## START Data extract

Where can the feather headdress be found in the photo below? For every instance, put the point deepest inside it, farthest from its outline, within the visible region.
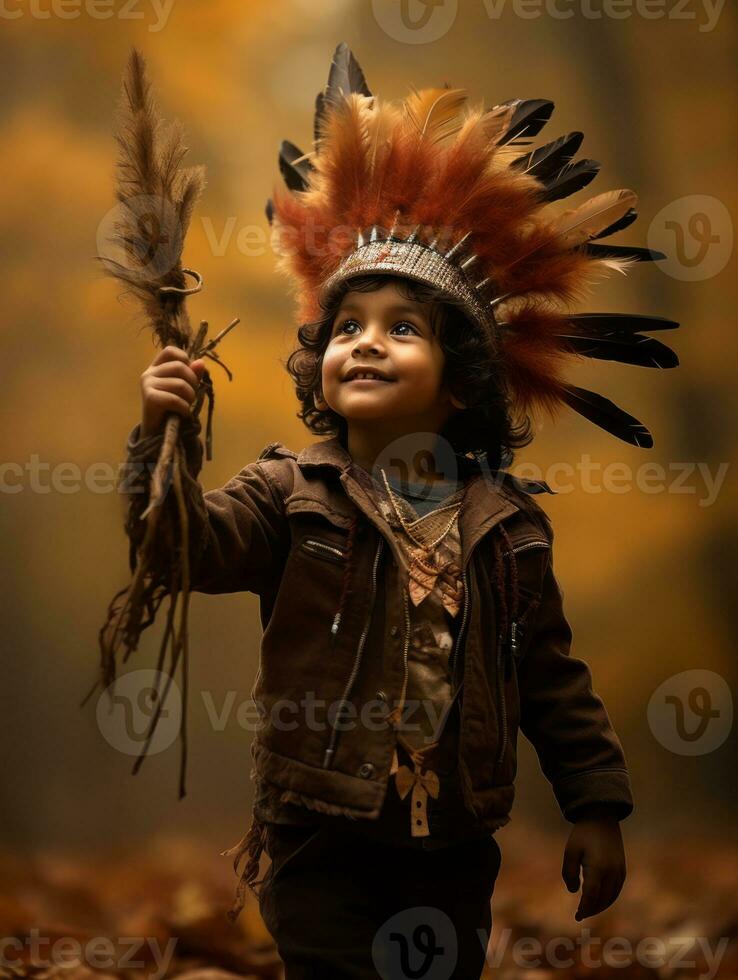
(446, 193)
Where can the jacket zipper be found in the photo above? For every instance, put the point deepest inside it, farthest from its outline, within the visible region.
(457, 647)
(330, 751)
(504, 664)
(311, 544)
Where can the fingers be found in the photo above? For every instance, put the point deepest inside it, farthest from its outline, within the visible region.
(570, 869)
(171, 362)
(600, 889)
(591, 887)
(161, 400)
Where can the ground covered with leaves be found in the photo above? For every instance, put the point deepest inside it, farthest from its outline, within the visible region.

## END Data extract

**Objective:**
Copy out every line of the records above word for word. Leave out the pictures.

**Full output:**
Where can the feather headdress be found in the photo below? For every instance, put the point deepest inside it, farthest from its outline, within the visible region.
(446, 193)
Where can the jacket zipper be found in the photo above? For every instance, put the point deepest inside it, farthest from its outline, within the visible region.
(457, 647)
(330, 751)
(504, 664)
(311, 544)
Where can the fingers be found in the photo above? For every instance, put the point deepest inside it, farthest from its outline, within the visible region.
(570, 869)
(171, 362)
(600, 889)
(591, 887)
(161, 400)
Where can the ground covered with leaves be found in the photo above? For every instance, put the point deepest inside it, farthest from its outline, within the visible region.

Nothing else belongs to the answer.